**EXERCISE SET**
• 1. In the spark emission spectroscopy text, rewrite everything from "Quantification of toxic" down to "Ali Davari (firstname.lastname@example.org)", changing "University of California" to "UC".
• 2. Answer these questions about the spark emission spectroscopy text:
(a) Which metal solutions were deposited on the ground electrode?
(b) What does LASSO stand for?
(c) Which board is concerned about the metals listed in Table 2?

**TEXT UNDER STUDY**

[Start of section]

Quantification of toxic metals using machine learning techniques and spark emission spectroscopy
- 1Air Quality Research Center (AQRC), University of California, Davis, 95616, Davis, USA
- 2Department of Mechanical and Aerospace Engineering, Civil and Environmental Engineering, University of California, Davis, 95616, Davis, USA
- 3Land, Air and Water Resources, University of California, Davis, 95616, Davis, USA
Correspondence: Seyyed Ali Davari (firstname.lastname@example.org)
The United States Environmental Protection Agency (US EPA) list of hazardous air pollutants (HAPs) includes toxic metal suspected or associated with development of cancer. Traditional techniques for detecting and quantifying toxic metals in the atmosphere are either not real time, hindering identification of sources, or limited by instrument costs. Spark emission spectroscopy is a promising and cost-effective technique that can be used for analyzing toxic metals in real time. Here, we have developed a cost-effective spark emission spectroscopy system to quantify the concentration of toxic metals targeted by the US EPA. Specifically, Cr, Cu, Ni, and Pb solutions were diluted and deposited on the ground electrode of the spark emission system. The least absolute shrinkage and selection operator (LASSO) was optimized and employed to detect useful features from the spark-generated plasma emissions. The optimized model was able to detect atomic emission lines along with other features to build a regression model that predicts the concentration of toxic metals from the observed spectra. The limits of detections (LODs) were estimated using the detected features and compared to the traditional single-feature approach. LASSO is capable of detecting highly sensitive features in the input spectrum; however, for some toxic metals the single-feature LOD marginally outperforms LASSO LOD. The combination of low-cost instruments with advanced machine learning techniques for data analysis could pave the path forward for data-driven solutions to costly measurements.
The United States Environmental Protection Agency (US EPA) lists a number of metals in their list of hazardous air pollutants (HAPs). These metals are known or suspected to cause cancer or other serious health effects (Buzea et al., 2007; Pope et al., 2002). Table 1 lists the metals in the US EPA's HAP list. Table 2 lists other metals that are not on the US EPA's HAP list but have been implicated in a range of adverse health effects and so are of concern to the California Air Resources Board (CARB). It has been shown that presence of these metals is associated with various health concerns such as diabetes (Zanobetti et al., 2009), cardiovascular disease (Brook et al., 2004), and asthma (Gent et al., 2009). Therefore, it is necessary to monitor and quantify their ambient concentration.

[End of section]

**THE DATA**
[Start of section]

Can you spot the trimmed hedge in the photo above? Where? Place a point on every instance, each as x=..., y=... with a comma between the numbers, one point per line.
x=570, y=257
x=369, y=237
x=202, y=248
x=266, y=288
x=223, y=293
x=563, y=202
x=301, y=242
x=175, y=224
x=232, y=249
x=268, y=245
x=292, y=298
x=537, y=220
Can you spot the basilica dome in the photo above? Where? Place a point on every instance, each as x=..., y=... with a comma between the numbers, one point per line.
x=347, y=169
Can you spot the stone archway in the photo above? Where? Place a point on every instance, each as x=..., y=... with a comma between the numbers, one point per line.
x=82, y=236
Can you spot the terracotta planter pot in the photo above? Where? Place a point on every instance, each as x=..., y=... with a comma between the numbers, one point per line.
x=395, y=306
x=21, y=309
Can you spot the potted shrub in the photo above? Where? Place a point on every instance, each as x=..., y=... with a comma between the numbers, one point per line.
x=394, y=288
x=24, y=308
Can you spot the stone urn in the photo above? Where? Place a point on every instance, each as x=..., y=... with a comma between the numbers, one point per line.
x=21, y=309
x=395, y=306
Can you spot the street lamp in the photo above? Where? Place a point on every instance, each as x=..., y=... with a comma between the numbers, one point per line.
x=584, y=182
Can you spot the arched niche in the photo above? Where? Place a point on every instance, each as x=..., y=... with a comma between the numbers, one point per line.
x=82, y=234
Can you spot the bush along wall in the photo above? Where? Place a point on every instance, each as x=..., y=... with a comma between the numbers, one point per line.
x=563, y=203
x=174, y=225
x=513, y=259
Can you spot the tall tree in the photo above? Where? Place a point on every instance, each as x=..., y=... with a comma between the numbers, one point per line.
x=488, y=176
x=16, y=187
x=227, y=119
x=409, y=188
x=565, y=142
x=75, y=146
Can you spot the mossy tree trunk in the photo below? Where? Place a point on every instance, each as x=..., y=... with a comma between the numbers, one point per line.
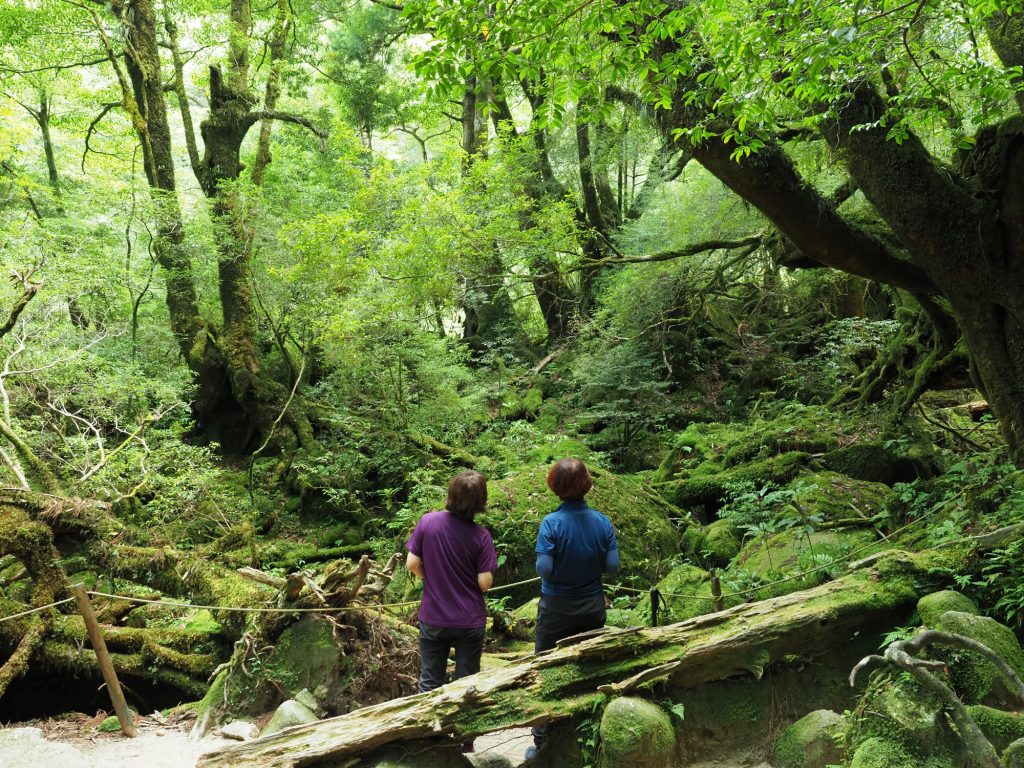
x=238, y=400
x=570, y=680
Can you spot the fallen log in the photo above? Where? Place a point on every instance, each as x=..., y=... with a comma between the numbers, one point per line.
x=569, y=680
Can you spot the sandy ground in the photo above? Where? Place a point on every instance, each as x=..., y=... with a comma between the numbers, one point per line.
x=167, y=744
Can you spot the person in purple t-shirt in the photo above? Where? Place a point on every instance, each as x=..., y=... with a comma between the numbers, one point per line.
x=456, y=559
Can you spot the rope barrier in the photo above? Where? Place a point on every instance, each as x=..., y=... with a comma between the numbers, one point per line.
x=380, y=606
x=37, y=610
x=752, y=590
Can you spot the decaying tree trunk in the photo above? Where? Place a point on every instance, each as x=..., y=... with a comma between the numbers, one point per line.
x=568, y=680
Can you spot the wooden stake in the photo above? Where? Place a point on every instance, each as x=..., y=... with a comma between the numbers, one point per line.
x=105, y=666
x=716, y=592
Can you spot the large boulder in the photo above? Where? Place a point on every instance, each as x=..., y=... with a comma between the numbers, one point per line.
x=1000, y=728
x=975, y=678
x=792, y=552
x=636, y=733
x=881, y=753
x=289, y=714
x=518, y=503
x=811, y=741
x=1013, y=757
x=931, y=607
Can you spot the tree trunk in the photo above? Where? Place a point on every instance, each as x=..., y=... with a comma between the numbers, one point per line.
x=569, y=680
x=43, y=119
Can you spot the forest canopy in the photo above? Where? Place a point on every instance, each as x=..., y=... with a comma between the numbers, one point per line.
x=278, y=271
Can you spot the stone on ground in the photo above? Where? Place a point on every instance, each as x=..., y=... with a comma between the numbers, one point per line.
x=636, y=733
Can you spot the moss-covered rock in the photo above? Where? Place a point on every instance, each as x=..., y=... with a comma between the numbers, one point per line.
x=518, y=503
x=722, y=543
x=932, y=606
x=793, y=551
x=811, y=741
x=877, y=462
x=686, y=591
x=975, y=678
x=636, y=733
x=289, y=714
x=709, y=482
x=902, y=711
x=834, y=497
x=1000, y=728
x=1013, y=757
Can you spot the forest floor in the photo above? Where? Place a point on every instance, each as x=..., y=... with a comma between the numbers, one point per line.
x=168, y=744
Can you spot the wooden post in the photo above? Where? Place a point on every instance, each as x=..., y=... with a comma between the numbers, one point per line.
x=716, y=592
x=105, y=666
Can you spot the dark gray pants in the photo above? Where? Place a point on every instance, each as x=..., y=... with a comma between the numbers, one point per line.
x=436, y=642
x=559, y=617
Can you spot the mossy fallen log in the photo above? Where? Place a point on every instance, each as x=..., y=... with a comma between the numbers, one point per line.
x=568, y=681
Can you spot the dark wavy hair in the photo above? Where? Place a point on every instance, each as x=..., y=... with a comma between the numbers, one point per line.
x=467, y=495
x=569, y=479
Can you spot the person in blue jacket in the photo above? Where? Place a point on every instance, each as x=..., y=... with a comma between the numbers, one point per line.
x=576, y=546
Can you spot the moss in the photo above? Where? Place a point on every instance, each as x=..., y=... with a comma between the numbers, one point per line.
x=723, y=542
x=636, y=733
x=812, y=740
x=682, y=590
x=1014, y=755
x=304, y=656
x=790, y=552
x=999, y=727
x=708, y=483
x=976, y=679
x=878, y=462
x=880, y=753
x=931, y=607
x=836, y=497
x=517, y=504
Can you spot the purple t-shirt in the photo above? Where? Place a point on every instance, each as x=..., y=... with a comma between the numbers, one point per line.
x=454, y=552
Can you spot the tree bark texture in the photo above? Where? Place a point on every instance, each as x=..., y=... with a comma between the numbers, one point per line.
x=569, y=680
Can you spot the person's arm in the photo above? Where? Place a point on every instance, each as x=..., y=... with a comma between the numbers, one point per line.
x=611, y=553
x=415, y=565
x=611, y=561
x=545, y=565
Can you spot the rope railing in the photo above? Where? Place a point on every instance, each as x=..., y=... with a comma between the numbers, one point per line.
x=408, y=603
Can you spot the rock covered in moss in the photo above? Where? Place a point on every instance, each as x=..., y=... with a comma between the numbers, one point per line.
x=877, y=462
x=686, y=591
x=722, y=543
x=881, y=753
x=636, y=733
x=710, y=483
x=1000, y=728
x=931, y=607
x=811, y=741
x=975, y=678
x=794, y=550
x=832, y=496
x=904, y=712
x=290, y=713
x=518, y=503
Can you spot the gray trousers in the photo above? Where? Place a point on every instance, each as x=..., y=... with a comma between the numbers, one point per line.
x=436, y=642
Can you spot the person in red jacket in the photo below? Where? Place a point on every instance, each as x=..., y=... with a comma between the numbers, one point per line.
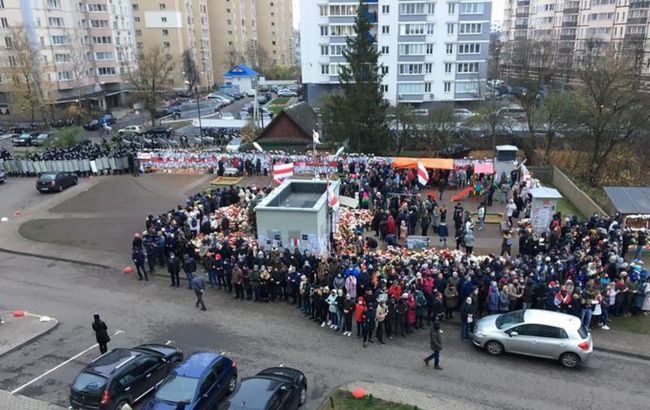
x=359, y=312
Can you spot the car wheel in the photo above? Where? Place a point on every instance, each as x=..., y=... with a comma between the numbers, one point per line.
x=570, y=360
x=232, y=385
x=303, y=396
x=494, y=348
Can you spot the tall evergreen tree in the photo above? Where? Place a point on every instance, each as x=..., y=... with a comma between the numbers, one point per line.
x=358, y=112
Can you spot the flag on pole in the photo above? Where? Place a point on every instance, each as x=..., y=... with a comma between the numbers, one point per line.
x=423, y=174
x=332, y=198
x=282, y=171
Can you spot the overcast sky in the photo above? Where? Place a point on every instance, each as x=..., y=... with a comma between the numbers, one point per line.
x=497, y=11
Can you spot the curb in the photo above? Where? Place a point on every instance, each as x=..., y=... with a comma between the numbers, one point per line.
x=55, y=258
x=30, y=340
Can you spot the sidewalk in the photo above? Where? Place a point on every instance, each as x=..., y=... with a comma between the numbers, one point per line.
x=16, y=332
x=410, y=397
x=9, y=401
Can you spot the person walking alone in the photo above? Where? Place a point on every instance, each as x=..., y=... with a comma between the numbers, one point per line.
x=436, y=346
x=101, y=333
x=198, y=285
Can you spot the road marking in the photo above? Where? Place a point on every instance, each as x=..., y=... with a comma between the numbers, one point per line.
x=57, y=367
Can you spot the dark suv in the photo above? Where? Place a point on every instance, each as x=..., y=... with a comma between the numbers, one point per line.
x=122, y=376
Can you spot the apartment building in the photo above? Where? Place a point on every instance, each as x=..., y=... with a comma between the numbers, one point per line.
x=253, y=32
x=576, y=28
x=176, y=26
x=431, y=51
x=81, y=48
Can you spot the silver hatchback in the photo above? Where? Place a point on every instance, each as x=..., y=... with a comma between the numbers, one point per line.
x=534, y=332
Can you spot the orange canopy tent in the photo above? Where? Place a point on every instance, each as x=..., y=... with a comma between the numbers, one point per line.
x=429, y=163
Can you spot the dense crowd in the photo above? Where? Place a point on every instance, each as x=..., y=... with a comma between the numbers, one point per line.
x=385, y=290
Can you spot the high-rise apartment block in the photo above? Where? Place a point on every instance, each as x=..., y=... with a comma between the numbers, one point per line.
x=80, y=48
x=576, y=28
x=176, y=27
x=254, y=32
x=430, y=50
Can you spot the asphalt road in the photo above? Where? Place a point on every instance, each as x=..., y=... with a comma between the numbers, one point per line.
x=255, y=335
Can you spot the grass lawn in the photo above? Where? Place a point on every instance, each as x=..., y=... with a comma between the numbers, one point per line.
x=634, y=324
x=279, y=101
x=343, y=400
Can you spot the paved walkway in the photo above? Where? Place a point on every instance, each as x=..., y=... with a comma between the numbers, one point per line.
x=411, y=397
x=18, y=402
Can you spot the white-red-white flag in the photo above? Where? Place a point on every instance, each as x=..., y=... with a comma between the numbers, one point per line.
x=282, y=171
x=332, y=198
x=423, y=174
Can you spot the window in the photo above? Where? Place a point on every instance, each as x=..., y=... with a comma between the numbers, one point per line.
x=64, y=76
x=467, y=68
x=62, y=58
x=471, y=8
x=466, y=87
x=410, y=69
x=411, y=49
x=469, y=48
x=410, y=88
x=106, y=71
x=470, y=28
x=55, y=21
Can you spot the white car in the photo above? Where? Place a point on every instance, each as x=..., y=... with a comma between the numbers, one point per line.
x=130, y=129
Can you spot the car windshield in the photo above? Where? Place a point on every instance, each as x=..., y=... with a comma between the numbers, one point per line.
x=89, y=383
x=511, y=318
x=176, y=389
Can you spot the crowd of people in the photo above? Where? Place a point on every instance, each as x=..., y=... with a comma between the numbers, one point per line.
x=378, y=289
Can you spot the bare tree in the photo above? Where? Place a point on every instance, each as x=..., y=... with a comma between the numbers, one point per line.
x=612, y=110
x=26, y=74
x=150, y=79
x=192, y=77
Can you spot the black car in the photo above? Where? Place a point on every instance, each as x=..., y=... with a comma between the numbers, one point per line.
x=122, y=376
x=276, y=388
x=25, y=139
x=55, y=181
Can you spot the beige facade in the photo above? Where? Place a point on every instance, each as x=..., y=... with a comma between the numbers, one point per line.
x=80, y=48
x=176, y=26
x=252, y=32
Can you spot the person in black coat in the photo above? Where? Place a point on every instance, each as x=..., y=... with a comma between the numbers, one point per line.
x=174, y=269
x=101, y=333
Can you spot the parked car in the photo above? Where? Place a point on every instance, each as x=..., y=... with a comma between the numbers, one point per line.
x=24, y=140
x=122, y=376
x=55, y=181
x=43, y=139
x=285, y=92
x=276, y=388
x=535, y=332
x=130, y=129
x=201, y=382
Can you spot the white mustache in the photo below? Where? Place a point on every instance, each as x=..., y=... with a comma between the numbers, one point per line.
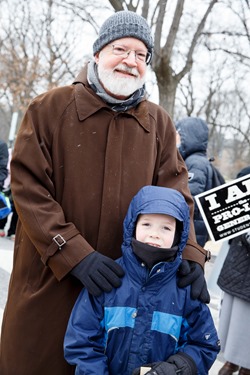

[End of section]

**WRITTEN RESPONSES**
• 1.
Quantification of toxic metals using machine learning techniques and spark emission spectroscopy
- 1Air Quality Research Center (AQRC), UC, Davis, 95616, Davis, USA
- 2Department of Mechanical and Aerospace Engineering, Civil and Environmental Engineering, UC, Davis, 95616, Davis, USA
- 3Land, Air and Water Resources, UC, Davis, 95616, Davis, USA
Correspondence: Seyyed Ali Davari (firstname.lastname@example.org)

• 2.
(a) Cr, Cu, Ni, and Pb.
(b) Least absolute shrinkage and selection operator.
(c) The California Air Resources Board (CARB).